Please print the line that holds "head and provide bounding boxes." and each line after it to the end of the data, word for word, without any pictures.

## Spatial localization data
------------------------------------------------

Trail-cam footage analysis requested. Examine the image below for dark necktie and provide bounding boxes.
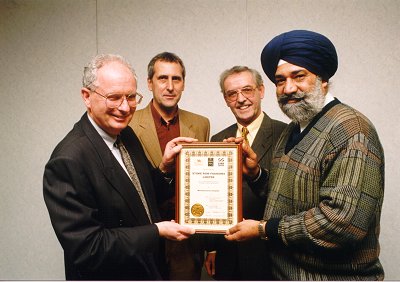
[115,137,152,223]
[241,127,249,144]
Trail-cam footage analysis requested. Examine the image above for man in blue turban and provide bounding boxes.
[261,29,338,84]
[224,30,385,280]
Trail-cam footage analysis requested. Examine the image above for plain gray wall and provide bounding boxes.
[1,0,399,279]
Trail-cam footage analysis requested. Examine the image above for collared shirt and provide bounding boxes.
[236,112,264,146]
[150,101,180,154]
[87,114,129,176]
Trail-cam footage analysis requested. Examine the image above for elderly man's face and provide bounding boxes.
[274,63,328,124]
[81,61,137,137]
[223,71,264,127]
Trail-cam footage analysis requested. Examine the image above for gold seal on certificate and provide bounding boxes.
[175,142,243,234]
[191,203,204,217]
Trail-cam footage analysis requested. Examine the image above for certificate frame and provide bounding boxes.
[175,142,242,234]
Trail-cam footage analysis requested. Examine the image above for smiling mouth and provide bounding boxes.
[237,105,250,110]
[113,114,130,120]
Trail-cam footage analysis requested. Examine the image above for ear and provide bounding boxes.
[147,78,153,91]
[259,85,265,99]
[81,87,91,109]
[322,80,329,94]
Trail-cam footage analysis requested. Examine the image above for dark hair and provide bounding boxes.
[147,52,185,80]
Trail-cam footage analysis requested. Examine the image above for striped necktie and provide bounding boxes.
[115,137,152,223]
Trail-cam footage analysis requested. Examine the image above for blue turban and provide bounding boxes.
[260,30,338,84]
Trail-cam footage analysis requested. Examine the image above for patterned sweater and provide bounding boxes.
[256,100,385,280]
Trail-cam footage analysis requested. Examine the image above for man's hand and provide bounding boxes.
[224,219,259,241]
[223,137,260,179]
[159,137,198,174]
[155,220,195,241]
[204,251,216,277]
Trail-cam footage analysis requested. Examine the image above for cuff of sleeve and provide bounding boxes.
[250,165,262,182]
[157,167,174,183]
[266,218,281,242]
[249,167,268,183]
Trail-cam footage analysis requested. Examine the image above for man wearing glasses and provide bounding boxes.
[130,52,210,280]
[43,54,196,280]
[204,66,286,280]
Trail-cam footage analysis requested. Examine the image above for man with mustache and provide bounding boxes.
[130,52,210,280]
[224,30,385,280]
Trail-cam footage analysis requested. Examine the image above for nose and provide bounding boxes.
[167,78,174,92]
[118,96,132,111]
[283,78,297,94]
[236,91,247,103]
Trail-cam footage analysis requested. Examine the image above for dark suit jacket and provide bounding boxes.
[209,112,286,280]
[43,113,173,280]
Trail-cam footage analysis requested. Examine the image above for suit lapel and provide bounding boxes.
[210,124,237,142]
[179,110,197,138]
[81,114,150,224]
[224,126,238,140]
[121,127,159,223]
[211,114,273,161]
[135,105,163,167]
[252,113,273,160]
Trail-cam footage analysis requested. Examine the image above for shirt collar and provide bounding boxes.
[236,112,264,143]
[87,113,117,150]
[150,100,179,125]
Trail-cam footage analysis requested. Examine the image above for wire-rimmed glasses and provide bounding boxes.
[91,89,143,108]
[224,86,257,102]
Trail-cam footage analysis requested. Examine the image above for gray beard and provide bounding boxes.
[278,77,326,124]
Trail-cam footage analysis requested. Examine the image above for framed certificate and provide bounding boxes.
[175,142,242,234]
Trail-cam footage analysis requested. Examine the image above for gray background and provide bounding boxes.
[1,0,399,279]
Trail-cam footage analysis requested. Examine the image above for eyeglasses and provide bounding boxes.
[91,89,143,108]
[224,86,257,102]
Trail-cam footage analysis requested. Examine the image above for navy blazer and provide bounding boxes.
[43,113,173,280]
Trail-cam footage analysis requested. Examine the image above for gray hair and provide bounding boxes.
[219,66,263,93]
[82,54,137,89]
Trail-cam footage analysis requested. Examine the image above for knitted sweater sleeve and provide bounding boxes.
[278,128,384,250]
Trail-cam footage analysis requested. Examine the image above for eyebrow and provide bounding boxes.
[156,75,183,80]
[226,85,254,92]
[275,69,305,79]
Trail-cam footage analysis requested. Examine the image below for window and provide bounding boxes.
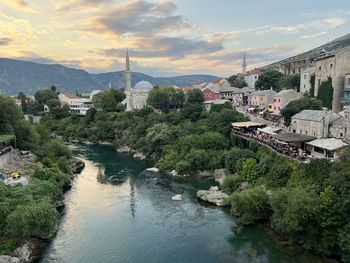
[305,131,308,135]
[304,75,306,79]
[300,130,302,133]
[278,99,281,102]
[348,78,350,85]
[293,129,296,133]
[340,133,343,137]
[319,66,322,71]
[318,79,321,87]
[304,85,306,89]
[330,64,333,69]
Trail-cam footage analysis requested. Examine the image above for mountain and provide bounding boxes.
[265,33,350,69]
[0,58,220,95]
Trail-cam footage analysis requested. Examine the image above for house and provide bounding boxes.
[343,73,350,105]
[314,47,350,112]
[244,69,261,90]
[202,85,221,101]
[306,138,348,159]
[58,92,93,116]
[272,89,303,115]
[82,90,101,100]
[291,109,341,139]
[300,67,315,94]
[248,89,276,109]
[203,99,230,111]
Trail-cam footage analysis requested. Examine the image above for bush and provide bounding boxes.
[222,175,244,194]
[0,238,20,255]
[176,160,191,174]
[229,186,271,225]
[225,147,256,173]
[6,200,59,238]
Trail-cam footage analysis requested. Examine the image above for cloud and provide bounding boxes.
[0,37,13,46]
[2,0,35,12]
[55,0,112,11]
[97,35,224,60]
[80,0,190,37]
[301,32,328,39]
[255,17,347,36]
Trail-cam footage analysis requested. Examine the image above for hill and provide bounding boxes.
[0,58,219,95]
[265,33,350,69]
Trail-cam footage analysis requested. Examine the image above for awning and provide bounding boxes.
[257,126,282,135]
[272,133,316,143]
[232,121,267,129]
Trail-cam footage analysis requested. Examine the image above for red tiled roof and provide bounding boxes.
[62,92,80,99]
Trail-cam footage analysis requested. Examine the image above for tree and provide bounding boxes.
[145,123,173,154]
[46,99,60,110]
[227,75,247,88]
[317,77,334,109]
[255,69,284,90]
[0,94,23,134]
[26,100,43,115]
[229,186,271,225]
[281,97,323,126]
[92,90,125,112]
[278,74,300,91]
[225,147,256,173]
[34,89,58,105]
[186,89,204,104]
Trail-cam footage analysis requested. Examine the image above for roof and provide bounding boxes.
[274,89,303,108]
[251,89,277,96]
[204,99,230,105]
[134,80,153,89]
[257,126,282,135]
[306,138,348,151]
[274,89,299,97]
[331,117,344,128]
[213,79,223,83]
[272,133,316,143]
[232,121,266,128]
[292,110,341,122]
[219,86,242,93]
[62,92,80,99]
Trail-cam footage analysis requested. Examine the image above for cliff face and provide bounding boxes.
[0,58,219,95]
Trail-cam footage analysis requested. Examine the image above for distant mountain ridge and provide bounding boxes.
[0,58,220,95]
[266,33,350,69]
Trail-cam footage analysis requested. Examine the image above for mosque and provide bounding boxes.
[123,49,153,111]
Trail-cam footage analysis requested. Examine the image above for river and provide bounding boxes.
[40,145,328,263]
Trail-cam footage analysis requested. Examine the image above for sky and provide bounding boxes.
[0,0,349,77]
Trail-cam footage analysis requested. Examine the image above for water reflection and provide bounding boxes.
[40,145,327,263]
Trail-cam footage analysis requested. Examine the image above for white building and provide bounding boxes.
[123,50,153,111]
[58,92,93,116]
[300,67,315,95]
[244,69,261,90]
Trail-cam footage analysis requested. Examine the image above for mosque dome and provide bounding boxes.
[134,80,153,89]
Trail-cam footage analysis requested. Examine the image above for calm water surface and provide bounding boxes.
[40,145,327,263]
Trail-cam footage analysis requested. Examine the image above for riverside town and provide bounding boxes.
[1,1,350,262]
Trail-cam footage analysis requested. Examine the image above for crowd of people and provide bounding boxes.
[0,146,13,157]
[233,129,311,161]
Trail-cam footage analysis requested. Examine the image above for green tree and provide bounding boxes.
[225,147,256,173]
[227,75,247,88]
[255,69,284,90]
[186,89,204,104]
[26,100,43,115]
[281,97,323,126]
[0,94,23,134]
[34,89,58,105]
[317,77,334,109]
[46,99,61,110]
[229,186,271,225]
[278,74,300,91]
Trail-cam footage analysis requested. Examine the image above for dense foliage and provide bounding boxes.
[227,75,247,88]
[281,97,323,126]
[317,77,334,109]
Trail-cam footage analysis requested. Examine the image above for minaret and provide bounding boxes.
[242,52,247,75]
[125,48,133,111]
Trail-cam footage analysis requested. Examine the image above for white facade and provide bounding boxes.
[70,100,93,116]
[244,73,260,90]
[124,50,152,111]
[300,67,315,94]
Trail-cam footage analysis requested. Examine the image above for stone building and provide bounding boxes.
[343,73,350,106]
[314,47,350,112]
[124,50,153,111]
[248,89,276,109]
[244,69,261,90]
[291,109,341,139]
[300,67,315,94]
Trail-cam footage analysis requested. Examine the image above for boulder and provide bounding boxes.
[197,170,212,178]
[197,186,229,206]
[0,256,20,263]
[169,170,178,177]
[146,167,159,173]
[133,152,147,160]
[172,194,182,201]
[116,145,132,153]
[238,182,249,193]
[214,169,229,185]
[14,241,33,262]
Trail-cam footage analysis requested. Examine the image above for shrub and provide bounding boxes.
[222,175,244,194]
[229,186,271,225]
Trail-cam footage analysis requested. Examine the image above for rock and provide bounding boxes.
[0,256,20,263]
[133,152,147,160]
[238,182,249,192]
[14,241,36,262]
[266,190,273,198]
[214,169,229,185]
[172,194,182,201]
[197,187,229,206]
[70,158,85,174]
[116,145,132,153]
[197,170,212,178]
[146,167,159,173]
[169,170,178,177]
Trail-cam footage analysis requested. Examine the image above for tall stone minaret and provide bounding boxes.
[125,48,133,111]
[242,52,247,75]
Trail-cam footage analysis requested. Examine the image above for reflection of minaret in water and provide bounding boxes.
[125,48,133,111]
[129,176,136,218]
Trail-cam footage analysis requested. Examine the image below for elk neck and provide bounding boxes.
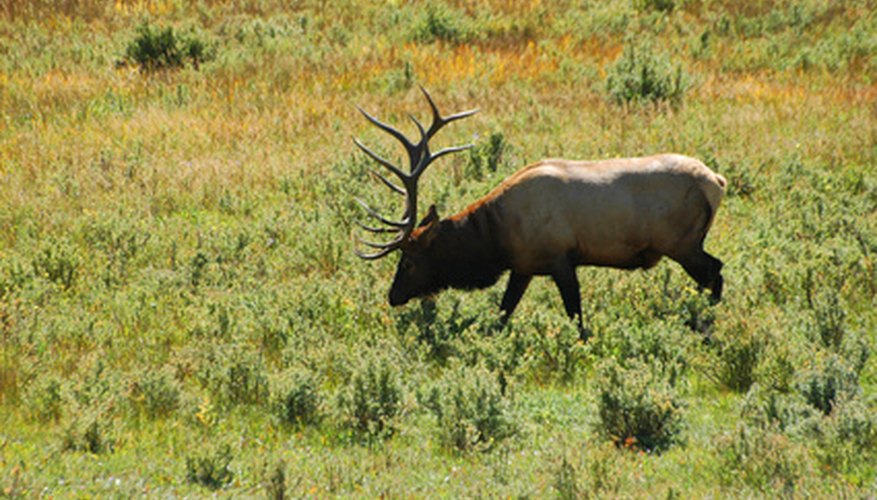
[427,202,510,291]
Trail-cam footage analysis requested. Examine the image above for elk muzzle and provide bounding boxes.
[388,287,410,307]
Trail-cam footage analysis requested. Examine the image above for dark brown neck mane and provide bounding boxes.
[427,203,509,291]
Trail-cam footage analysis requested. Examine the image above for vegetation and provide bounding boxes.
[0,0,875,496]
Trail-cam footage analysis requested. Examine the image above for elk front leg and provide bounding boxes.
[550,257,589,342]
[499,271,532,323]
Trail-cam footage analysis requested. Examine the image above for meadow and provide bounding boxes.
[1,0,876,496]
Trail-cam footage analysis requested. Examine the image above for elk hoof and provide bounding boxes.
[578,326,592,343]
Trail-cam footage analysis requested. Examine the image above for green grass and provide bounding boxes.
[1,0,876,496]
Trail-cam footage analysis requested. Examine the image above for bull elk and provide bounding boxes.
[353,87,726,340]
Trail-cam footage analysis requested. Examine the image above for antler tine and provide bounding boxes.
[408,114,429,173]
[430,143,475,163]
[367,167,406,195]
[355,220,400,234]
[356,105,421,169]
[418,85,480,141]
[355,247,397,260]
[355,234,406,250]
[354,198,410,228]
[352,137,408,181]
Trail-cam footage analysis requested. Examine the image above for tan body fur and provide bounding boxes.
[456,154,726,276]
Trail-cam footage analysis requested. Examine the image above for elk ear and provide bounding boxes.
[417,204,441,246]
[418,204,440,228]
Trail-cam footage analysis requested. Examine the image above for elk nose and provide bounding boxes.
[388,289,408,306]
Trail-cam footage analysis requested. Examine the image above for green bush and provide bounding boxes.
[25,377,64,423]
[200,348,270,407]
[595,358,685,452]
[605,42,689,105]
[466,132,509,180]
[740,384,818,434]
[125,22,213,71]
[411,5,469,44]
[717,423,808,493]
[553,456,582,500]
[185,444,234,490]
[61,417,114,455]
[272,370,321,426]
[839,330,870,377]
[586,442,624,495]
[589,319,690,385]
[633,0,674,13]
[128,368,181,419]
[795,352,859,415]
[265,459,286,500]
[753,337,798,393]
[710,325,766,392]
[335,356,402,437]
[815,395,877,475]
[648,278,716,335]
[420,364,515,452]
[520,312,588,384]
[383,61,416,94]
[31,240,79,290]
[809,288,847,350]
[394,298,490,362]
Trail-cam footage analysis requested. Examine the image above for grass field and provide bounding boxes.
[1,0,876,496]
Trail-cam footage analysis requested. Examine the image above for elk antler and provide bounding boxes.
[353,86,478,260]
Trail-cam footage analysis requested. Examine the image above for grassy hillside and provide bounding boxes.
[1,0,876,496]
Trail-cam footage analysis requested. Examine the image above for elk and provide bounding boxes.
[353,88,726,340]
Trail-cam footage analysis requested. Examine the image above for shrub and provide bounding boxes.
[809,288,847,349]
[649,279,716,335]
[634,0,675,13]
[553,456,581,500]
[815,395,877,475]
[589,319,690,385]
[586,442,624,495]
[383,61,416,94]
[753,338,797,393]
[265,460,286,500]
[272,370,321,426]
[521,312,588,384]
[185,444,234,490]
[128,368,181,419]
[394,298,487,361]
[62,417,114,454]
[595,358,685,452]
[411,5,469,44]
[125,22,213,71]
[717,423,808,493]
[740,384,819,434]
[200,348,270,407]
[335,356,402,437]
[31,240,79,290]
[839,330,870,376]
[605,42,689,105]
[25,377,64,423]
[795,352,859,415]
[466,132,509,180]
[223,355,269,406]
[710,325,766,392]
[420,364,515,452]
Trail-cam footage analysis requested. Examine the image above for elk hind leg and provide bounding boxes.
[673,247,724,302]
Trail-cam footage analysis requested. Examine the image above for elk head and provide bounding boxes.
[352,87,478,306]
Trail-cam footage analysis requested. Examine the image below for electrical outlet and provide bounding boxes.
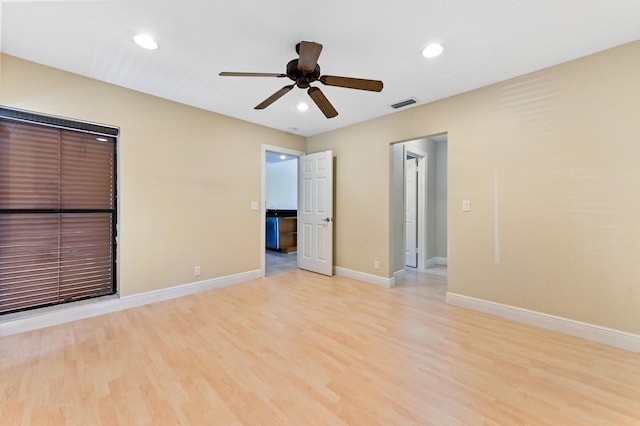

------------------------------------------------

## Result of the task
Trail-cam footage analysis requested. Examine the image above for elk head and provide bounding boxes.
[352,87,478,306]
Trail-cam footage analysis requested. Examine the image below for electrical outlet and provide bounding boxes.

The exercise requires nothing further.